[BEGIN MATERIAL FOR THE TASK]

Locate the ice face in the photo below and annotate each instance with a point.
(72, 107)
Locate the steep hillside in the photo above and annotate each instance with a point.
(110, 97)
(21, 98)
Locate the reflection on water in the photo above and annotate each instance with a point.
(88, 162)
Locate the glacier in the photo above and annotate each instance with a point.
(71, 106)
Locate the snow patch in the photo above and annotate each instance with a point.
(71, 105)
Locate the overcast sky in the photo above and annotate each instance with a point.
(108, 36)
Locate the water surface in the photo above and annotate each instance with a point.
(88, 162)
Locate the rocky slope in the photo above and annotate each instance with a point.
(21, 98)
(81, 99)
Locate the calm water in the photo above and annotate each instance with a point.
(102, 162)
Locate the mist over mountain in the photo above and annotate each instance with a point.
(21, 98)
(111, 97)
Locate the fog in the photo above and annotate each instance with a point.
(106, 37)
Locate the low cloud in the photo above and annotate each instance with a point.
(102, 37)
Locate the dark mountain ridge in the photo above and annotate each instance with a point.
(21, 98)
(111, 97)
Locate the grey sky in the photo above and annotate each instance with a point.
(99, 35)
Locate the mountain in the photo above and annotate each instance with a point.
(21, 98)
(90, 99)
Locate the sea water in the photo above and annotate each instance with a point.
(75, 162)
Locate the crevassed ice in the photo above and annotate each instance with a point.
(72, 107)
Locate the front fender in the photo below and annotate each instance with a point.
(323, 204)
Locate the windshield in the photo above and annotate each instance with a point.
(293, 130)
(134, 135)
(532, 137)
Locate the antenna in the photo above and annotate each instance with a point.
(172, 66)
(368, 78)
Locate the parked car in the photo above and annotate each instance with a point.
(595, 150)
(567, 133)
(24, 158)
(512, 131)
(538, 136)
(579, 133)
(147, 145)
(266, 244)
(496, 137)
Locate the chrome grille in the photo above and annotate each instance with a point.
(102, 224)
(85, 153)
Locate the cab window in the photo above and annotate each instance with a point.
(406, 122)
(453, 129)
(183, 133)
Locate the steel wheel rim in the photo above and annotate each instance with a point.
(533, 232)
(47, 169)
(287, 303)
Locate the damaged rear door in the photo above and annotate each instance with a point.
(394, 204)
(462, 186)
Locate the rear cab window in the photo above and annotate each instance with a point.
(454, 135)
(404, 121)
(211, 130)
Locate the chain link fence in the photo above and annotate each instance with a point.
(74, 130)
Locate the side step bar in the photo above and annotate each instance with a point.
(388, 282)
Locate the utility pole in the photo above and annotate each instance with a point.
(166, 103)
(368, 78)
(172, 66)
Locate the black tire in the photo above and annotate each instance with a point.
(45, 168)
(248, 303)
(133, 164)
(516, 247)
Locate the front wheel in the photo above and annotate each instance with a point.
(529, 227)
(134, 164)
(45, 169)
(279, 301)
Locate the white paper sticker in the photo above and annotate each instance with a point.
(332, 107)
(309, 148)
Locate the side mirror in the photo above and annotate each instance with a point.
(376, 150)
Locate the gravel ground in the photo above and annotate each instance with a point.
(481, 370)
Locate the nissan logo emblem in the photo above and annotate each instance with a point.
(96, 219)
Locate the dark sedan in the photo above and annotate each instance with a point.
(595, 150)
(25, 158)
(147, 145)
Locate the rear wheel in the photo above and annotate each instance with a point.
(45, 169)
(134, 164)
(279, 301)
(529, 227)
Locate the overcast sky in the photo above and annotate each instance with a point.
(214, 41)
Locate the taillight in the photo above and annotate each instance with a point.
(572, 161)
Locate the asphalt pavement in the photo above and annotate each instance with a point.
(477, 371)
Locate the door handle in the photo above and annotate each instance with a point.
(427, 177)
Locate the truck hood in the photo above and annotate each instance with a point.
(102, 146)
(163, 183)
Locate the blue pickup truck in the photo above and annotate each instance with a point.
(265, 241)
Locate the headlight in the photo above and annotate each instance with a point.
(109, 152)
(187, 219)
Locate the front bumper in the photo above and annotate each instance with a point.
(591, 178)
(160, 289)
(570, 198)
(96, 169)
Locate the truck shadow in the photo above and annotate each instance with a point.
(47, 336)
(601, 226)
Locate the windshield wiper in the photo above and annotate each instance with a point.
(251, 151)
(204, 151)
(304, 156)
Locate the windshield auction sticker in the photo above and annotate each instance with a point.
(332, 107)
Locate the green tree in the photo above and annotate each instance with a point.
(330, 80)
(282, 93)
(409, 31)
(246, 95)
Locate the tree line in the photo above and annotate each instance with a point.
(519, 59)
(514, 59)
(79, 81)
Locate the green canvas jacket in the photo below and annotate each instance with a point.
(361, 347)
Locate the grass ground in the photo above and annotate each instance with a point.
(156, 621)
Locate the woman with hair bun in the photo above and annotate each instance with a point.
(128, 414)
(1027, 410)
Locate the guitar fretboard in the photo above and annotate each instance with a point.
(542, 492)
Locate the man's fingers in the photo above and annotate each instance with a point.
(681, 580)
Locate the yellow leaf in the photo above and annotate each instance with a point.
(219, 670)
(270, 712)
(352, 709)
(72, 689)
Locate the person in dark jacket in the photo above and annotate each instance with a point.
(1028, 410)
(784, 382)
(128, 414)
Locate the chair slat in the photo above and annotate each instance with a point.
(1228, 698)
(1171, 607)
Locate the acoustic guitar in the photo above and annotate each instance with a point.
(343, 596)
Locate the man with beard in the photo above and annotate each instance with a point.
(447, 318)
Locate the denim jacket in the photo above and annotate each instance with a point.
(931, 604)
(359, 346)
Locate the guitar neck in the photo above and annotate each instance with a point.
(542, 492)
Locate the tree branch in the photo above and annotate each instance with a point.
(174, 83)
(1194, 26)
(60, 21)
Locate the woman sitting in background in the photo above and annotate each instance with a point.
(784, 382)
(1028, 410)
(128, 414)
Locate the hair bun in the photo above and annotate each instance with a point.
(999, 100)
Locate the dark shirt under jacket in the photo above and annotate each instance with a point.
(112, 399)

[END MATERIAL FOR THE TASK]

▶ [AIM OF THE TASK]: Return the listing above in full, character for character.

▶ [FULL OUTPUT]:
Locate the ice face in the photo below and annotate each instance with a point.
(72, 107)
Locate the steep hillside in the photo above and annotate each instance with a point.
(110, 97)
(21, 98)
Locate the reflection on water in the photo above and annotate each instance with a point.
(88, 162)
Locate the glacier in the photo above and annotate each instance with a point.
(71, 106)
Locate the snow patch in the photo above and annotate each instance with a point.
(71, 105)
Locate the overcast sky in the photo above and annotate each instance with a point.
(108, 36)
Locate the water surface in the photo above and annotate each instance with a point.
(88, 162)
Locate the rocky slope in the photo above and annotate each instance with a point.
(21, 98)
(81, 99)
Locate the calm water in the photo above and annotate each instance with a point.
(102, 162)
Locate the mist over mountain in the photo above and annotate each instance with a point.
(21, 98)
(111, 97)
Locate the fog in the photo above and annotate each instance with a point.
(106, 37)
Locate the low cloud in the photo above and annotate each instance with a point.
(102, 37)
Locate the dark mountain ridge in the photo above and annotate each instance with a point.
(21, 98)
(111, 97)
Locate the grey sky in the photo above and annotate each instance with a point.
(99, 35)
Locate the mountain in the photo above and annotate each instance with a point.
(21, 98)
(90, 99)
Locate the sea water in the photo above and annotate each instance with a point.
(75, 162)
Locate the crevassed ice in the photo above and annotate each instance with a point.
(72, 107)
Locate the front fender in the photo below and annotate each instance with a point.
(323, 204)
Locate the windshield in the photo above and annotate each instance with a point.
(293, 130)
(134, 135)
(532, 137)
Locate the antenna in the photo above and annotate each instance with a point.
(172, 66)
(368, 78)
Locate the parked car in the photo above and annotate each instance with a point.
(595, 150)
(567, 133)
(24, 158)
(512, 131)
(538, 136)
(579, 133)
(147, 145)
(266, 244)
(496, 137)
Locate the chrome grille in the photo above and annotate each instance with a point.
(102, 224)
(85, 153)
Locate the cab window in the photo above and annotate each instance with a point.
(406, 122)
(453, 129)
(183, 133)
Locate the steel wheel rim in the photo above and annotate each instance with a point.
(533, 232)
(47, 169)
(287, 303)
Locate the damaged rear door in the photo above and annotate each instance with a point.
(394, 204)
(462, 186)
Locate the rear cab window in the photo above and annotate each instance with a point.
(454, 135)
(404, 121)
(211, 130)
Locate the chain link fence in the photo above and annotate each instance with a point.
(74, 130)
Locate the side step bar in the photo above and annotate each instance with a point.
(388, 282)
Locate the utility pole in the photo above and annotate each instance with a point.
(166, 103)
(368, 78)
(172, 66)
Locate the black tire in the photo above and annotate each instance with a point.
(45, 168)
(248, 303)
(133, 164)
(516, 247)
Locate the front wheel in the photo above and annotate each instance with a point.
(529, 227)
(134, 164)
(45, 169)
(279, 301)
Locate the white paper sticker in the photo above and annotate each instance with a point.
(332, 107)
(309, 148)
Locate the side mirror in the photo above and annotate each instance with a point.
(376, 150)
Locate the gravel ground in the photo above and annotate each instance with a point.
(481, 370)
Locate the nissan logo emblem in the photo above and annotate each instance with a point.
(96, 219)
Locate the dark sedan in the photo above and annotate each instance with a point.
(595, 150)
(25, 158)
(147, 145)
Locate the rear wheel in the photo above and annotate each instance with a point.
(45, 169)
(134, 164)
(279, 301)
(529, 227)
Locate the overcast sky in the photo above and annotate each instance with a point.
(214, 41)
Locate the taillight in the photo above and annotate each instance with a point.
(572, 161)
Locate the asphalt pavement in the photo above and annotate each instance with a point.
(477, 371)
Locate the door handle in the photo above and annotate each instance with a point.
(427, 177)
Locate the truck hood in the photo above and annotate each instance with a point.
(102, 146)
(163, 183)
Locate the blue pickup truck in the photo above and annotate each instance with a point.
(265, 241)
Locate the headlight in the photo above and annotate each instance with a point.
(109, 152)
(187, 219)
Locate the front bumper in the photo above and annotate each instance with a point.
(591, 178)
(160, 289)
(570, 198)
(96, 169)
Locate the truck shadow in the photo above and annotate each instance with a point.
(47, 336)
(601, 226)
Locate the windshield wiper in the photo above and annotate each instance with a point.
(251, 151)
(204, 151)
(304, 156)
Locate the windshield auction sticker in the photo above and annotate each instance with a point.
(332, 107)
Locate the green tree in the photo above and annotate each instance with a point.
(330, 80)
(282, 93)
(409, 31)
(246, 95)
Locate the tree line in the photo above and annotate each instance with a point.
(519, 59)
(514, 59)
(79, 81)
Locate the green canvas jacket in the photo below and annotate each instance with a point.
(361, 347)
Locate the grass ground in the photo above and annotate each instance with a point.
(156, 621)
Locate the woman with hair bun in the photo above and annotate each instance with a point.
(128, 414)
(1027, 410)
Locate the guitar fretboard in the photo above and annotate each instance with a point.
(542, 492)
Locate the man's fingers in the photo above and annotate each instance with a point.
(681, 580)
Locate the yellow leaf in the photo above and annotate each instance with a point.
(219, 670)
(270, 712)
(352, 709)
(72, 689)
Locate the person in dark jacket in the photo above and annotate each instance with a point.
(1028, 410)
(784, 382)
(128, 414)
Locate the chair slat in the photo above and annotate each instance with a point.
(1228, 698)
(1171, 607)
Locate the acoustic guitar in the photo above and annotate each instance with a point.
(343, 596)
Locate the man with beard in the photo above and annotate each instance with a point.
(447, 318)
Locate the denim jacket in the photo above and annotate each instance with a point.
(931, 604)
(359, 346)
Locate the guitar neck in the photo above and annotate each instance with a point.
(542, 492)
Locate the tree branch in the photo above and annotate each instance with a point.
(174, 83)
(1194, 26)
(60, 21)
Locate the woman sitting in background in the photo above and annotate each instance with a point.
(784, 382)
(1028, 410)
(128, 414)
Locate the hair bun in the photo above and annotate each instance with a point.
(999, 100)
Locate the dark shirt under jacket in the photo above and annotate each instance with a point.
(112, 399)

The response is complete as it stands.